-- Entries from a point annotation set --

┄┄┄┄┄┄

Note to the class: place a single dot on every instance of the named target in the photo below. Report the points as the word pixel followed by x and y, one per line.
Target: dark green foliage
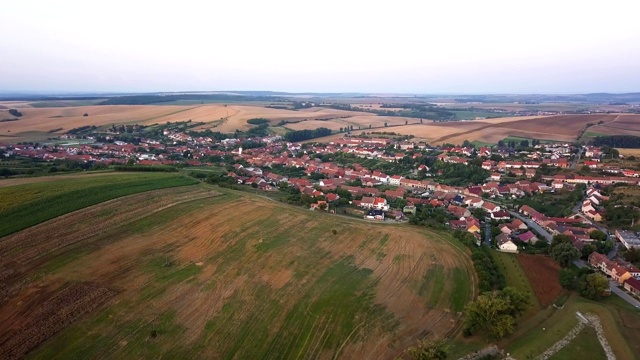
pixel 494 313
pixel 302 135
pixel 565 253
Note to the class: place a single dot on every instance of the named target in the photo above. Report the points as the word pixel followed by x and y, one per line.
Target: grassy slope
pixel 342 293
pixel 531 340
pixel 515 276
pixel 26 205
pixel 583 346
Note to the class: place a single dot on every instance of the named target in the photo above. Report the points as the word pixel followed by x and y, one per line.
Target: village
pixel 479 190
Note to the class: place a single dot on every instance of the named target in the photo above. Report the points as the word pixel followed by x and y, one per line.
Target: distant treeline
pixel 302 135
pixel 419 111
pixel 158 99
pixel 145 168
pixel 623 141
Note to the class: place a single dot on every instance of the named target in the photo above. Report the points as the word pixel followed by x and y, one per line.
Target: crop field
pixel 516 277
pixel 559 128
pixel 621 125
pixel 25 205
pixel 629 152
pixel 198 272
pixel 542 272
pixel 40 123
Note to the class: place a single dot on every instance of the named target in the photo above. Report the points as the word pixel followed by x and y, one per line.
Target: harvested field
pixel 40 121
pixel 21 252
pixel 542 273
pixel 237 276
pixel 629 152
pixel 560 128
pixel 35 325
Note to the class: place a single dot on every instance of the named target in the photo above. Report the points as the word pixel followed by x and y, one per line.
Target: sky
pixel 417 47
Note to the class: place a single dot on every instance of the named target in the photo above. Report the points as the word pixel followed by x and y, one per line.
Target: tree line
pixel 302 135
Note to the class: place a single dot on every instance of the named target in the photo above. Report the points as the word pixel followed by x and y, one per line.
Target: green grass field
pixel 583 346
pixel 620 323
pixel 515 277
pixel 26 205
pixel 238 276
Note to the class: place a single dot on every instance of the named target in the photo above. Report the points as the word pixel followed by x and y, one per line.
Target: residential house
pixel 633 286
pixel 395 180
pixel 505 244
pixel 375 214
pixel 610 268
pixel 500 215
pixel 528 237
pixel 458 211
pixel 490 207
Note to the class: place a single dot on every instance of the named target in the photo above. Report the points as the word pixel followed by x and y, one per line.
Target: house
pixel 367 202
pixel 473 225
pixel 395 180
pixel 628 239
pixel 332 197
pixel 610 268
pixel 518 224
pixel 528 237
pixel 409 209
pixel 394 194
pixel 633 286
pixel 490 207
pixel 500 215
pixel 594 215
pixel 505 244
pixel 375 215
pixel 458 211
pixel 380 204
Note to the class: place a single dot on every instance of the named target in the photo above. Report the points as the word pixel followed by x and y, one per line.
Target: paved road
pixel 487 231
pixel 534 225
pixel 623 295
pixel 613 285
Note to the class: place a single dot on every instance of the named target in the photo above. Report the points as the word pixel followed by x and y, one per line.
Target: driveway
pixel 534 225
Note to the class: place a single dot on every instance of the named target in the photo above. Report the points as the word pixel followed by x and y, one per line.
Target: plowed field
pixel 542 273
pixel 231 276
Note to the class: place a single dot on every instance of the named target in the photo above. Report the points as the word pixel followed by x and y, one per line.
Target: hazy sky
pixel 558 46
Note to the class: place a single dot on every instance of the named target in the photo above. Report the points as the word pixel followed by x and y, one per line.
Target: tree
pixel 598 235
pixel 594 286
pixel 632 255
pixel 429 350
pixel 587 249
pixel 567 278
pixel 565 253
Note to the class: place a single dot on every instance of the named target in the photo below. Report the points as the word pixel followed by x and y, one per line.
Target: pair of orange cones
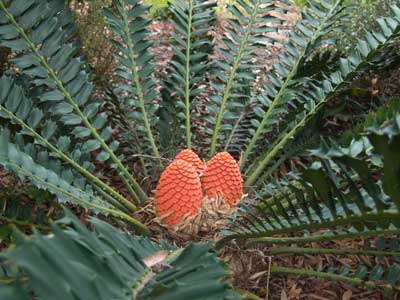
pixel 187 180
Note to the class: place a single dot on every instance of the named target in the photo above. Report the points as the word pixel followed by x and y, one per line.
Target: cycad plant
pixel 55 134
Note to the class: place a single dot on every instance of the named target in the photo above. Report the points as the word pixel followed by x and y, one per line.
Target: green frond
pixel 109 264
pixel 43 176
pixel 341 188
pixel 285 90
pixel 235 70
pixel 314 95
pixel 129 24
pixel 41 34
pixel 191 48
pixel 45 126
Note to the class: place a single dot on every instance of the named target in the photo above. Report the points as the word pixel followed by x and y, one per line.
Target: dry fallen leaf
pixel 155 258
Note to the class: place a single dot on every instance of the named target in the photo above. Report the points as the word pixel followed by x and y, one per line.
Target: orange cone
pixel 178 193
pixel 222 178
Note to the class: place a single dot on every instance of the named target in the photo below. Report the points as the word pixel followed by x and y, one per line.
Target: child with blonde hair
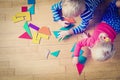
pixel 73 8
pixel 101 41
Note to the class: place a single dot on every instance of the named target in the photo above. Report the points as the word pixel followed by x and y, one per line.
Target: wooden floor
pixel 20 59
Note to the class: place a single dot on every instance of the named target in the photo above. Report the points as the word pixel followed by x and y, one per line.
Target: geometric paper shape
pixel 17 19
pixel 33 26
pixel 43 36
pixel 31 1
pixel 36 38
pixel 32 9
pixel 71 20
pixel 56 33
pixel 72 50
pixel 55 53
pixel 80 68
pixel 24 14
pixel 25 36
pixel 67 28
pixel 24 9
pixel 44 30
pixel 82 59
pixel 27 29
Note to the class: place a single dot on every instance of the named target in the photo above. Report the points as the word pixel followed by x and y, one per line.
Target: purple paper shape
pixel 33 26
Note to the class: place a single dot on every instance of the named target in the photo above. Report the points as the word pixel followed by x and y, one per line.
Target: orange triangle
pixel 44 30
pixel 25 35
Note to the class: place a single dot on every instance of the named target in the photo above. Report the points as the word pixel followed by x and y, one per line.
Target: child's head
pixel 72 8
pixel 103 50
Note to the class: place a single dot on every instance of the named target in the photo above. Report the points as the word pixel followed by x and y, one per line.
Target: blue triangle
pixel 32 9
pixel 56 53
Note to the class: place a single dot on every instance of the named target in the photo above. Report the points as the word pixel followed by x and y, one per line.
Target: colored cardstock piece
pixel 32 9
pixel 43 36
pixel 67 28
pixel 33 26
pixel 72 50
pixel 31 1
pixel 24 9
pixel 82 59
pixel 17 19
pixel 25 36
pixel 44 30
pixel 56 33
pixel 80 68
pixel 56 53
pixel 24 14
pixel 71 20
pixel 27 29
pixel 36 38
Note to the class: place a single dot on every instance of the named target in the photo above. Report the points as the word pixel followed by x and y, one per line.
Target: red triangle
pixel 80 68
pixel 25 35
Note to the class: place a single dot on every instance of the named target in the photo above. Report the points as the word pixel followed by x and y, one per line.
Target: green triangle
pixel 67 28
pixel 27 29
pixel 56 33
pixel 55 53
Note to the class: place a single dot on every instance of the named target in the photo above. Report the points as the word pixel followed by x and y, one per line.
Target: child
pixel 74 8
pixel 101 42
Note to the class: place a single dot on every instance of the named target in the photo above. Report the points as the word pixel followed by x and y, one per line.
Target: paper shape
pixel 36 38
pixel 17 19
pixel 24 9
pixel 44 30
pixel 82 59
pixel 71 20
pixel 80 68
pixel 43 36
pixel 33 26
pixel 32 9
pixel 56 33
pixel 67 28
pixel 47 53
pixel 27 29
pixel 31 1
pixel 56 53
pixel 25 36
pixel 72 50
pixel 26 15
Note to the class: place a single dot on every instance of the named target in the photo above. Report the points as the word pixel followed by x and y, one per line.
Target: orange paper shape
pixel 44 30
pixel 71 20
pixel 25 35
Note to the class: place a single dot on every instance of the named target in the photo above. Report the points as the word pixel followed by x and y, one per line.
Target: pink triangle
pixel 25 35
pixel 80 68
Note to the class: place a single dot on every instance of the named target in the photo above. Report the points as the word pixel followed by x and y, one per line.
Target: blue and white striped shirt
pixel 86 15
pixel 112 16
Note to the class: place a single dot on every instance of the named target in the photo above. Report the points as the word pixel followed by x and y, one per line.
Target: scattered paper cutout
pixel 25 36
pixel 56 53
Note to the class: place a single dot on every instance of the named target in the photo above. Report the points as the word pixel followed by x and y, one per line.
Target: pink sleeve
pixel 84 42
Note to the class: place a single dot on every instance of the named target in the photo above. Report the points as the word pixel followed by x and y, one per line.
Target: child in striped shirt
pixel 101 41
pixel 74 8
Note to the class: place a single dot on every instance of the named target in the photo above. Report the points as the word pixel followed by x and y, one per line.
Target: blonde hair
pixel 102 51
pixel 72 8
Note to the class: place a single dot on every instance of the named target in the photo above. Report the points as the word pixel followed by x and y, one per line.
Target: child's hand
pixel 75 60
pixel 62 34
pixel 63 23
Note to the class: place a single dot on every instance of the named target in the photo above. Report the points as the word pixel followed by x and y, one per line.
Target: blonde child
pixel 101 42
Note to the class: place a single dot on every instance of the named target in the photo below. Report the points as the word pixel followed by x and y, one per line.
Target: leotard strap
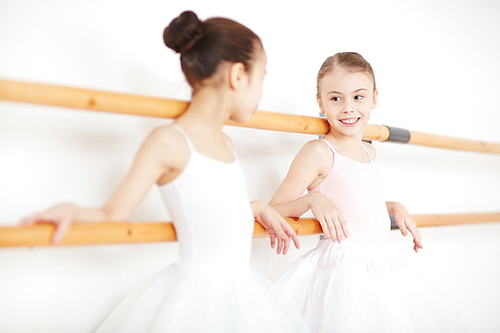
pixel 185 136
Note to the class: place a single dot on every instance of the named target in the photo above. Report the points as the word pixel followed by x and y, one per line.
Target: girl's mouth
pixel 350 121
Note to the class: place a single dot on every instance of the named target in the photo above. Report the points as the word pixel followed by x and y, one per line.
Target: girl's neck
pixel 207 113
pixel 346 145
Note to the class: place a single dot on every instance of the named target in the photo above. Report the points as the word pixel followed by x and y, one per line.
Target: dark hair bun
pixel 183 32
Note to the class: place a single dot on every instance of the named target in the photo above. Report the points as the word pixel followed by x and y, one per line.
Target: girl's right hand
pixel 329 216
pixel 61 215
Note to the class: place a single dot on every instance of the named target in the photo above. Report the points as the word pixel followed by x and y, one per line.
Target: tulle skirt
pixel 187 298
pixel 356 287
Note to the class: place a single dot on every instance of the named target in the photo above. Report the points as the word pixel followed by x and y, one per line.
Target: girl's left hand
pixel 276 226
pixel 405 223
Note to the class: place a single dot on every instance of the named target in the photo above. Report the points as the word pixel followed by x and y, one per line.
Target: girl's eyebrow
pixel 338 92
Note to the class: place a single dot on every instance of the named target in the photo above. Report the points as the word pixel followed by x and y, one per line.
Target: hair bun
pixel 183 32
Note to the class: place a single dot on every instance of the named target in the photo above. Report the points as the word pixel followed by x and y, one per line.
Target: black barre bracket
pixel 400 135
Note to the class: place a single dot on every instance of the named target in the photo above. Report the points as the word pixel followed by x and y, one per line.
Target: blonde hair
pixel 350 61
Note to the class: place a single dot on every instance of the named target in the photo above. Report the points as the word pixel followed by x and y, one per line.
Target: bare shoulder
pixel 317 156
pixel 371 149
pixel 168 146
pixel 228 140
pixel 316 149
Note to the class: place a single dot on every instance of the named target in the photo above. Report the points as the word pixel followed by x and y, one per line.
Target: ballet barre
pixel 141 232
pixel 96 100
pixel 148 232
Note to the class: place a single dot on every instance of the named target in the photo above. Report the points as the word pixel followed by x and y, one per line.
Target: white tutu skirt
pixel 356 287
pixel 182 298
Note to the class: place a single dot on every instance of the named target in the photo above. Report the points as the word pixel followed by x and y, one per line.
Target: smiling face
pixel 346 98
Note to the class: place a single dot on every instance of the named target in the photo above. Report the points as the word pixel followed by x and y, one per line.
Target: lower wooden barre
pixel 147 232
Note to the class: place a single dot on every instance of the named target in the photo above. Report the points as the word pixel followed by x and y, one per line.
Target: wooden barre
pixel 145 232
pixel 168 108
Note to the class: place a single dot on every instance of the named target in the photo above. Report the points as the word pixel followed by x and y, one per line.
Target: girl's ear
pixel 236 74
pixel 320 104
pixel 375 98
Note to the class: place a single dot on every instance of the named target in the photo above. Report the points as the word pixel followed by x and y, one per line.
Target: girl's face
pixel 346 98
pixel 251 92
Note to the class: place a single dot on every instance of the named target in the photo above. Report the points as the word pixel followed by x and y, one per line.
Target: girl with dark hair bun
pixel 211 288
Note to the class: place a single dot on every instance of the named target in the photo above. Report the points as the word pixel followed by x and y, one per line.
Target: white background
pixel 437 69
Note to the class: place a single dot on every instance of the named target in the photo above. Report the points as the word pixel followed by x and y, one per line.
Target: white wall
pixel 437 70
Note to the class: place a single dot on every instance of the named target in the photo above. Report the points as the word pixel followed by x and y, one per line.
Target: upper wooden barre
pixel 168 108
pixel 145 232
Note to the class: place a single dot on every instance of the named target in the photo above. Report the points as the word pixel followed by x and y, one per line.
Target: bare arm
pixel 150 164
pixel 308 169
pixel 278 229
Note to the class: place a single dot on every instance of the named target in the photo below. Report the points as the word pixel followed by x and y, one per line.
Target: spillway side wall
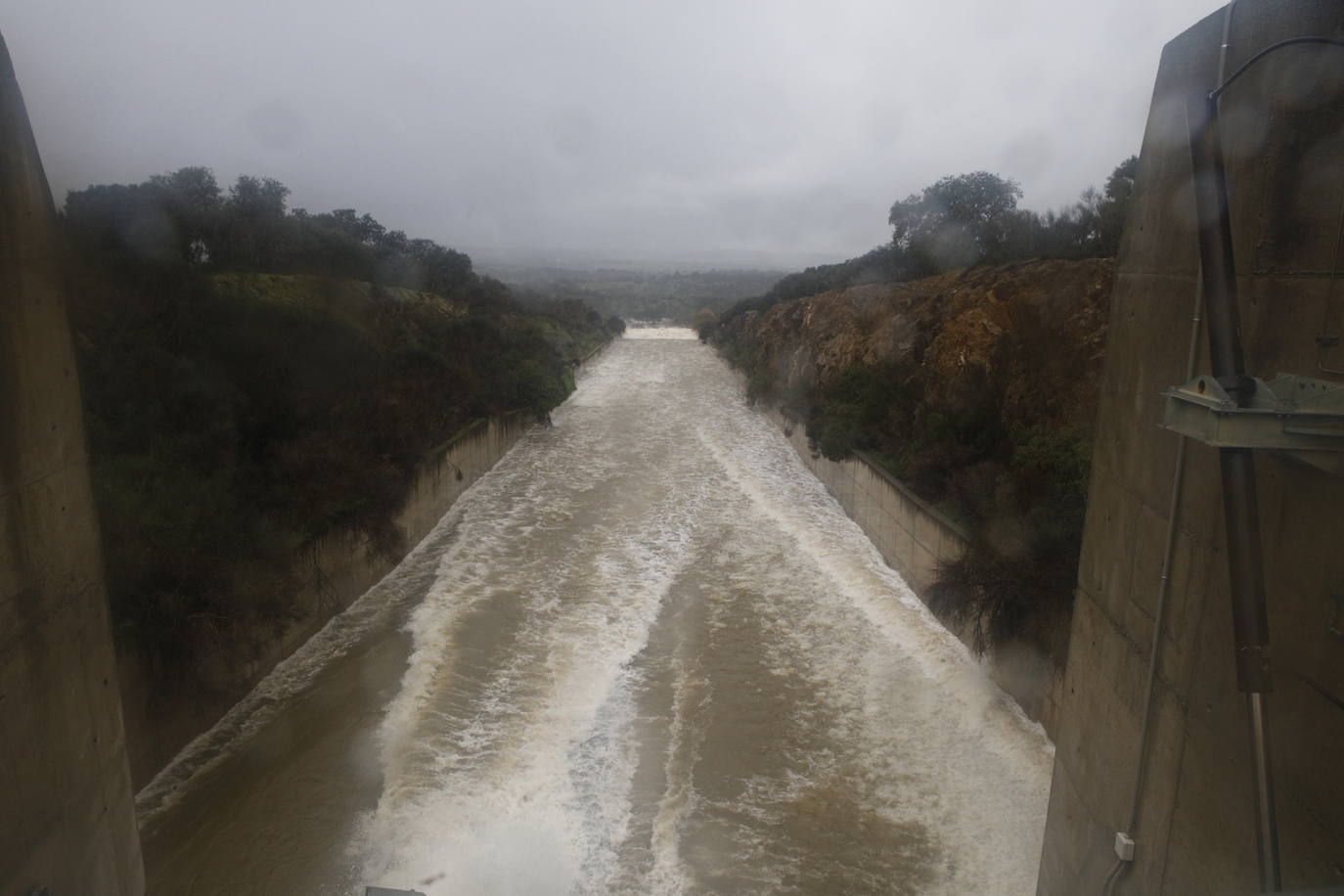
pixel 334 571
pixel 67 820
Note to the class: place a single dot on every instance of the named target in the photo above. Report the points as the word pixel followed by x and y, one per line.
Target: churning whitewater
pixel 650 654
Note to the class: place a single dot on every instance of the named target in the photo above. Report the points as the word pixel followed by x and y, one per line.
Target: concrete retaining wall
pixel 335 571
pixel 915 538
pixel 1285 160
pixel 67 813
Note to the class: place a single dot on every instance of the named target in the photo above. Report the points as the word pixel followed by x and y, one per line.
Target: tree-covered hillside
pixel 257 378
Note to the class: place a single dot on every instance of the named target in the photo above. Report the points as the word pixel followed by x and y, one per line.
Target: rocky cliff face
pixel 978 389
pixel 1037 330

┄┄┄┄┄┄

-- Exercise description --
Gather each line of the rows above that contains the word "house", and copy every one of those lines in full.

-- The result --
Target: residential house
Target: house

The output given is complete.